--- START ---

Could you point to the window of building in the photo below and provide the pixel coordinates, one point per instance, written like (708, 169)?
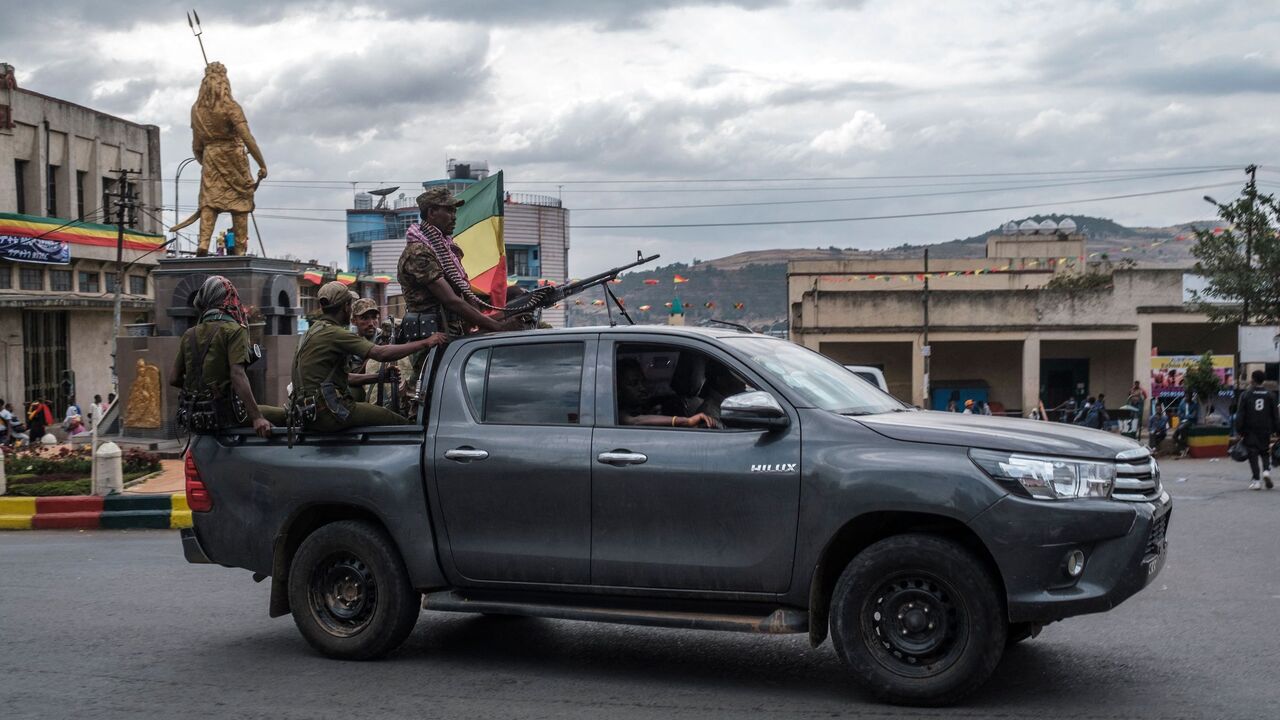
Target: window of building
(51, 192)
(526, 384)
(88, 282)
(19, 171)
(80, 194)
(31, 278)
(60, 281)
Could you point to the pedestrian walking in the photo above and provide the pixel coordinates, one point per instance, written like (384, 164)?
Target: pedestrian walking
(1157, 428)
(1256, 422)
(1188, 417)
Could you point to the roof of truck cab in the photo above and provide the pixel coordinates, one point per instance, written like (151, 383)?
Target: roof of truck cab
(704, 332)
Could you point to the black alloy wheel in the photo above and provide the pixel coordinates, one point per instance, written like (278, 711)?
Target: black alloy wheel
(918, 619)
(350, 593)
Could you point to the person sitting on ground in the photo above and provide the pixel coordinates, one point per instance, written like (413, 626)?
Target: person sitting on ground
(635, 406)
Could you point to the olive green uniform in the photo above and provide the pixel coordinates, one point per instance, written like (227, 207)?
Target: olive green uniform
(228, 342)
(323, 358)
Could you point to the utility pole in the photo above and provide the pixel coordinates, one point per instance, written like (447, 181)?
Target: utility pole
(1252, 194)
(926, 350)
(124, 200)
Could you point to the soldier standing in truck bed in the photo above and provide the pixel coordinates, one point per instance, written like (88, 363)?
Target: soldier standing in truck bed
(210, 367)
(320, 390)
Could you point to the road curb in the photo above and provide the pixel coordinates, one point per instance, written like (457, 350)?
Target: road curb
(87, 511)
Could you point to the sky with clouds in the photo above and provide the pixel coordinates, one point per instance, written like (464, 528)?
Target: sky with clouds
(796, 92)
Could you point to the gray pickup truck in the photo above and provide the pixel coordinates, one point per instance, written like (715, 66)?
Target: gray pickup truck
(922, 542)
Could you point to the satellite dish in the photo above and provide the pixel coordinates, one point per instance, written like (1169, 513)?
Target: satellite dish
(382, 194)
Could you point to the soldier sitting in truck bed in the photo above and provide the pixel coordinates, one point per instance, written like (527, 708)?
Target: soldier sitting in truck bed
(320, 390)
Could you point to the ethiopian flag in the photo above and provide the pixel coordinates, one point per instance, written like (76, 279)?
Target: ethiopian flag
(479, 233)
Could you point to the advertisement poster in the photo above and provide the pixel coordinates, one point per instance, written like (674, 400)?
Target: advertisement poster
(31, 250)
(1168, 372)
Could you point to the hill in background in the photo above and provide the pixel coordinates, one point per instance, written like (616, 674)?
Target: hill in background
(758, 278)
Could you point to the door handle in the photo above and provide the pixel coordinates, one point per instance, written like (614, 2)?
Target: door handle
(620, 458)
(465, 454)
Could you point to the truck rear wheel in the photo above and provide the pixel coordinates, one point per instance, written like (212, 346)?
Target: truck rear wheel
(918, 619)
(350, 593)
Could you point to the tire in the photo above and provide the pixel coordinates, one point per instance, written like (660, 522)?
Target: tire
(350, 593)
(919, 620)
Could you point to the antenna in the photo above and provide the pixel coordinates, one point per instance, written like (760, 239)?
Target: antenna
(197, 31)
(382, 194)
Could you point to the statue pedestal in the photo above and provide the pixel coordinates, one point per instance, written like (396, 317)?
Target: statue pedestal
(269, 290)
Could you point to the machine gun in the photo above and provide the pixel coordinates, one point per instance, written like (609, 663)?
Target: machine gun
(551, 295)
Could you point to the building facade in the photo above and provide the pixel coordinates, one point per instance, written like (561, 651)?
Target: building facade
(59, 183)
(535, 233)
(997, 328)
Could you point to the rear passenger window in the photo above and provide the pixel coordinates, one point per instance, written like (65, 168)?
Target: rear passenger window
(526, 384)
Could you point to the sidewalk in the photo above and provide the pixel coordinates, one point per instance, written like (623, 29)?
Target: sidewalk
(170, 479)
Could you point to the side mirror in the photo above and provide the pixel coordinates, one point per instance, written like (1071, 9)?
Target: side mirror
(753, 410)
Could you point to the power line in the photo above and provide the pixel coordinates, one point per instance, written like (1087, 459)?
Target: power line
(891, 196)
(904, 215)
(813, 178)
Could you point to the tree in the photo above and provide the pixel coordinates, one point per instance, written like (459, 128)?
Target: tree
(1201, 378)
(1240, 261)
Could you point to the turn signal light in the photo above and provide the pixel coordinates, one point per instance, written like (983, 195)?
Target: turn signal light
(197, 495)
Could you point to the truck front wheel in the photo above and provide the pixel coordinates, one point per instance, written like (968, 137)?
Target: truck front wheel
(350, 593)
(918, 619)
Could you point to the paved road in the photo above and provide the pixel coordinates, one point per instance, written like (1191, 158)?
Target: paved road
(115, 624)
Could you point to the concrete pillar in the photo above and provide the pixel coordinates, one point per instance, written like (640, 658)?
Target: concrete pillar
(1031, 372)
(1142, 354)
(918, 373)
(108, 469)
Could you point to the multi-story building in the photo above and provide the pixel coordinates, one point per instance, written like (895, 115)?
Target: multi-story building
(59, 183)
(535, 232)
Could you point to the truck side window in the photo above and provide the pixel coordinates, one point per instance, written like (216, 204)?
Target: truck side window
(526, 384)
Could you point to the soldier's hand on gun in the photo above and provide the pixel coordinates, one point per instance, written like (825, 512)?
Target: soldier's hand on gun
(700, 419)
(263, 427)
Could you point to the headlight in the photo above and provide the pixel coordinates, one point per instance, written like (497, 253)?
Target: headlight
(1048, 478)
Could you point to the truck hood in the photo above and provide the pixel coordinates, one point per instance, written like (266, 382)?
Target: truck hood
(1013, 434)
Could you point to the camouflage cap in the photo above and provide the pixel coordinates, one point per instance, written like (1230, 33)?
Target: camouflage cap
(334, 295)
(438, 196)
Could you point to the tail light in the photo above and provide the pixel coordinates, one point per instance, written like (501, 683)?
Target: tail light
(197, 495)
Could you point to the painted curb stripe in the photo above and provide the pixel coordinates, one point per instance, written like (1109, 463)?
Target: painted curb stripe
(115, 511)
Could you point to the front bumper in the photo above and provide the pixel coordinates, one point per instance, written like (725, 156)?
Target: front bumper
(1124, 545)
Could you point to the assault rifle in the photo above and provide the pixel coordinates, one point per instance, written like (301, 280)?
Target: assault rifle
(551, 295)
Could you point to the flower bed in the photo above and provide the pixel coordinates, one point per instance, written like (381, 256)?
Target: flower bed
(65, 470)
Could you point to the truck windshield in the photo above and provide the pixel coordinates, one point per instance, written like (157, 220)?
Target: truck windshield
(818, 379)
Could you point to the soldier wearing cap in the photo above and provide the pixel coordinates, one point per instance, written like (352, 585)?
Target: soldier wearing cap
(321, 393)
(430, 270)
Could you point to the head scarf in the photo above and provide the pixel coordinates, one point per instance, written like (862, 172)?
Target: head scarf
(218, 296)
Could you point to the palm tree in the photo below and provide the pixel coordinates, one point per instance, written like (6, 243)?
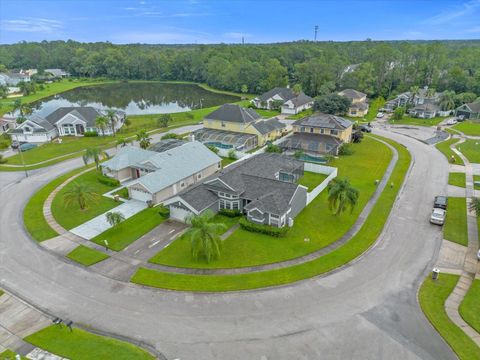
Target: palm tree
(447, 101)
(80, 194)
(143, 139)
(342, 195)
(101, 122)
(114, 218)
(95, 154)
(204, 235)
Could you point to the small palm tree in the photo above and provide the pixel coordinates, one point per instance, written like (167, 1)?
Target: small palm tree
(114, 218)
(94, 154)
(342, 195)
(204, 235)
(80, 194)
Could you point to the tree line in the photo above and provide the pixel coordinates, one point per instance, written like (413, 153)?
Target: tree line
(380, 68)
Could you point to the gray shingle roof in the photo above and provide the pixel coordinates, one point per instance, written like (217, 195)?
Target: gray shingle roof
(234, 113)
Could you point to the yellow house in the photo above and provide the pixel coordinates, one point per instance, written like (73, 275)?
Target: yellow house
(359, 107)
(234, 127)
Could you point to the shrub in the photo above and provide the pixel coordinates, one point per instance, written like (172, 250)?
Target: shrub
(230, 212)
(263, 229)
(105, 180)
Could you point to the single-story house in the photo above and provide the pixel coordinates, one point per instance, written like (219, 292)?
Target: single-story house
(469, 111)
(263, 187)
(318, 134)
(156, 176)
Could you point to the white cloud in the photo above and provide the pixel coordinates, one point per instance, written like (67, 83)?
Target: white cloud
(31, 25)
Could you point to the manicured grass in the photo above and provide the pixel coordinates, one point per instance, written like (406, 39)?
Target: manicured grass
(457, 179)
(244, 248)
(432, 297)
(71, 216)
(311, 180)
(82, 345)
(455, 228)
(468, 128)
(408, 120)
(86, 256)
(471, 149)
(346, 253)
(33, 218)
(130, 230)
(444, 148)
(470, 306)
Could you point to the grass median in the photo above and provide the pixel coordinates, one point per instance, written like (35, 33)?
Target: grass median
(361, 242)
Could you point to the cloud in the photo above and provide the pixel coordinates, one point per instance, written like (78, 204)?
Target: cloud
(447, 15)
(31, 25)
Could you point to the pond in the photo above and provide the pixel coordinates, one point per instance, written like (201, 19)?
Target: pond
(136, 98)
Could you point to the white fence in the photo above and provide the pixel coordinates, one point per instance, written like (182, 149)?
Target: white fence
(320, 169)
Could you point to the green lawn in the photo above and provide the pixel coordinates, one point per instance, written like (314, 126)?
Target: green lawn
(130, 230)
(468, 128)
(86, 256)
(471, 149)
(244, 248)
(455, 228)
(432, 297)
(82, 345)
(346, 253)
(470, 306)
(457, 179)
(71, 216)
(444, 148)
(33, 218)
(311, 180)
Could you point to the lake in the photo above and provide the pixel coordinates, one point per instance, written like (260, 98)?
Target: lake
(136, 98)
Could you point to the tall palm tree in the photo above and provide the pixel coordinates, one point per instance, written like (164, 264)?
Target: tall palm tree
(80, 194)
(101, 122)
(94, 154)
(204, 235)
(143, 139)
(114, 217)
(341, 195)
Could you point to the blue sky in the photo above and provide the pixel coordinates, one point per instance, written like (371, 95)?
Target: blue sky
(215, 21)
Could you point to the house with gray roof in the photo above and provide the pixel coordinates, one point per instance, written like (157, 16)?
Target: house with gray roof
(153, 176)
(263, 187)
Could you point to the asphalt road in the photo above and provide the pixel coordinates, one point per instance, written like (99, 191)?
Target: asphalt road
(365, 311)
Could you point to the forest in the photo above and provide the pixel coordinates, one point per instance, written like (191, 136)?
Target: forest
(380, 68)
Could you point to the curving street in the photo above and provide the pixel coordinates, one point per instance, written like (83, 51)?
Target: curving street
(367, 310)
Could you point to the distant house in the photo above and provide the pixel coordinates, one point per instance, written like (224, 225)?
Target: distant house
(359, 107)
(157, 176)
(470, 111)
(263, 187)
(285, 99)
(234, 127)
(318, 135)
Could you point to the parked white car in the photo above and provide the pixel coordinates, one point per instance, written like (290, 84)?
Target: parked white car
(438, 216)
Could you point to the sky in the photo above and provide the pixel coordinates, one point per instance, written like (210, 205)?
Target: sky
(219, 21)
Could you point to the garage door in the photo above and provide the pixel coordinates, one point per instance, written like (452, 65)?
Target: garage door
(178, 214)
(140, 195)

--- END ---

* _Assignment_: In the entries above, identify every line with the word "below". Copy those lines.

* _Answer box_:
Could you point to the window of building in the photo below and provide the pixel coordinates, one point per instance, written like (708, 169)?
Could you point to the palm tree in the photo below and provide the pixel coordinates, one point per instance, written like (6, 243)?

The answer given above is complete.